_Exercise description_. Pick up the article about the adopted girl's trust dispute after its final sentence and carry it forward.

_Passage shown_.
········
- Saturday, 09 March 2013 17:31
Viciously cruel mothers exist outside of Disney tales. An NY couple with a net worth of $250 million adopted an infant girl, Emily, from China in 1996. As part of the adoption, they promised to provide for her in their estate planning documents and to create a separate trust for her. Sadly, the adoptive father died soon thereafter, leaving his much younger wife with Emily and their 5 biological children.
The widow, who has gained notoriety by spending $33 million dollars to purchase 10 of the Thimble Islands in Long Island Sound, claimed to have difficulty with Emily’s behavior and enrolled her in a special needs school. This was after allegedly making her sleep in a tent outside for a week for misbehavior and not including her win family dinners with the other children (and after adopting and giving up another son). Eventually, the widow allowed Emily to be adopted by a different family.
Te new adoptive parents eventually learned about the trusts created when Emily was adopted and sought a court order enforcing them. The widow fought the order but an NY court held that the father had intended to include her in his estate.
········
_Excerpted data_.
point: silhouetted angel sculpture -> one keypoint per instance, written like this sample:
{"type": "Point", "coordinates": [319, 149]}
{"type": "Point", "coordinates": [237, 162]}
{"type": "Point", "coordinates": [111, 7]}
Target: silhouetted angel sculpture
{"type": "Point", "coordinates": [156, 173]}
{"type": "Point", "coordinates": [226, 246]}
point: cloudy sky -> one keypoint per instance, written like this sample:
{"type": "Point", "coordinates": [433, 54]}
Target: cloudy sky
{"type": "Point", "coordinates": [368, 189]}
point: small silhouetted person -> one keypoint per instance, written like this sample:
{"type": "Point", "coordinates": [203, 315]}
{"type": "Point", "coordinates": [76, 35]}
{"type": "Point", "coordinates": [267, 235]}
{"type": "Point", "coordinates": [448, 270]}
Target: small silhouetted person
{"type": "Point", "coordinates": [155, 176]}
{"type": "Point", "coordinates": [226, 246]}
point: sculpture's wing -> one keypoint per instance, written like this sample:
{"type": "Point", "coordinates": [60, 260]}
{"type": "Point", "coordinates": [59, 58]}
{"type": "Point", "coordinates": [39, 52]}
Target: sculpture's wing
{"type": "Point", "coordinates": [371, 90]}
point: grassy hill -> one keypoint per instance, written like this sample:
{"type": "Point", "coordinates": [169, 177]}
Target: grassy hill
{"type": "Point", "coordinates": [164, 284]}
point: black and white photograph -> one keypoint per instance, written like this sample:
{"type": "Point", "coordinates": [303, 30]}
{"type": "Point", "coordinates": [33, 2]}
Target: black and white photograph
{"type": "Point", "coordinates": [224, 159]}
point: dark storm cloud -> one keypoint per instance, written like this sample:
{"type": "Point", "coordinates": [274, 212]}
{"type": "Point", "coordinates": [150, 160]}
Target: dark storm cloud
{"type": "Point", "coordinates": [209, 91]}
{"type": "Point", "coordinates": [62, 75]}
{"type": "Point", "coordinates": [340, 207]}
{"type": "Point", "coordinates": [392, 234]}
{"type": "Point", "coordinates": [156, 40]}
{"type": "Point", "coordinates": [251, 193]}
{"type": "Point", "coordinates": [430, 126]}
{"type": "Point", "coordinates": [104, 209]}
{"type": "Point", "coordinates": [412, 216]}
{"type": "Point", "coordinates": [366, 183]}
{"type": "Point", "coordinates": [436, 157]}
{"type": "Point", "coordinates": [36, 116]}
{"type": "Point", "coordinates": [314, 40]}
········
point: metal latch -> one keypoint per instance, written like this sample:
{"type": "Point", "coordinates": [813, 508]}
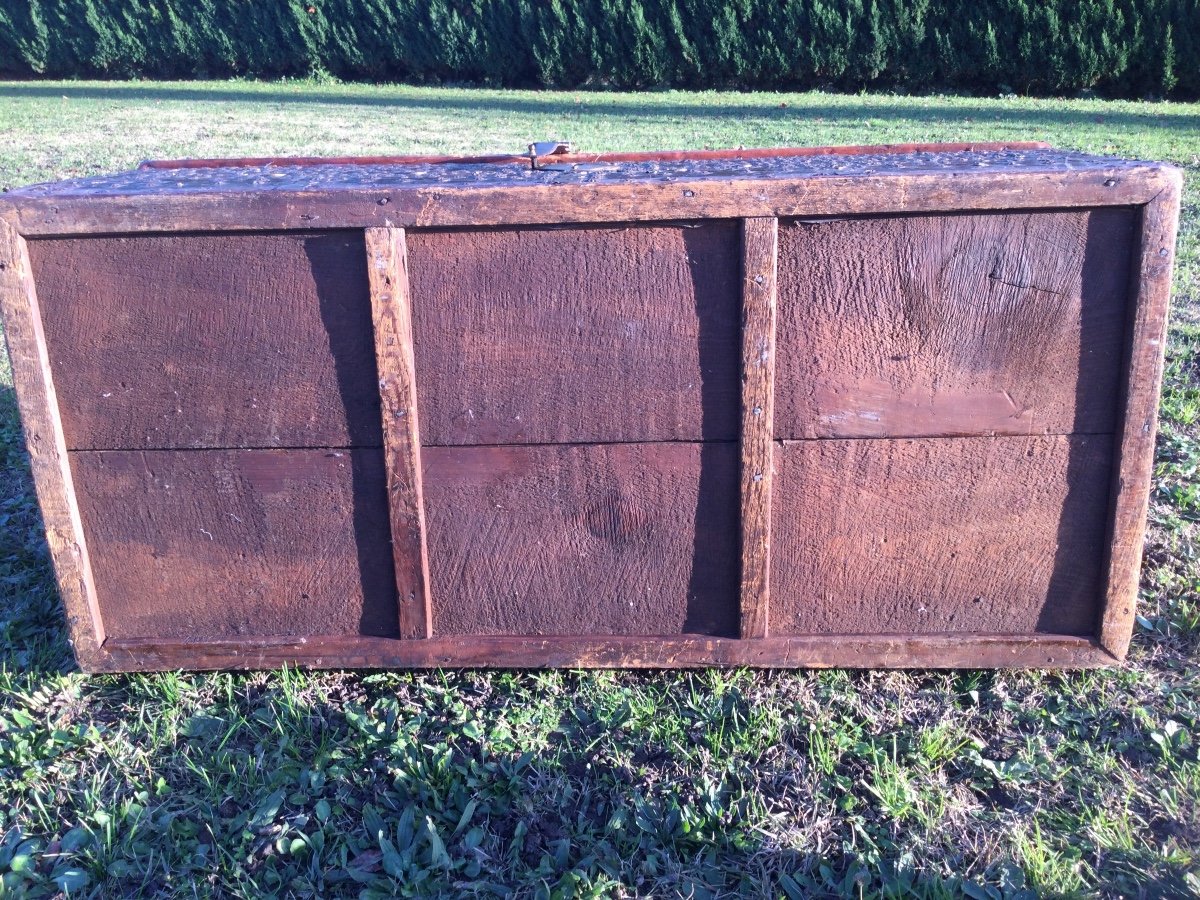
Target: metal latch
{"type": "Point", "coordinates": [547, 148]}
········
_Task result_.
1. The widow must have taken parenting classes from Cinderella.
2. The Thimble Islands are story book-esque (see the pictures).
3. Emily’s $40+ million future inheritance should buy her a lot of therapy. I suspect she will need it.
- Friday, 01 March 2013 13:32
It has been a busy month for the James Brown estate. First a federal court rejected the attempt of his former manager to insert herself into his estate affairs. Now, the South Carolina Supreme Court has rejected a settlement regarding the division of his estate that was brokered by the SC Attorney General and said that the estate must be distributed per Mr. Brown’s will (i.e. most to the trust for its charitable beneficiaries).
Quick facts. The Godfather of Soul left most of his estate to a trust for the education of needy children. His relatives asked the probate court to remove the trustees of the trust after the trust assets dissipated to almost nothing. I suspect that they also challenged the terms of his will. The SC Attorney General (on behalf of the trust) convinced the parties to settle the dispute with the trust receiving half of the assets, Brown’s widow 1/4, his adult children the final 1/4 and the trustees replaced by other trustees who made lucrative licensing deals for the trust.
1. The SC Supreme Court is correct – the terms of the will should be followed. Estates are not like other business deals or disputes where the intent of the deceased can be negotiated. The intent as expressed in the will must be followed. Otherwise, people would not have confidence in making wills or leaving assets to charity.
2. The settlement does seem to have been beneficial to the estate because the new trustees were able to increase its value from near zero to somewhere between $5 million and $100 million (nice specificity on that).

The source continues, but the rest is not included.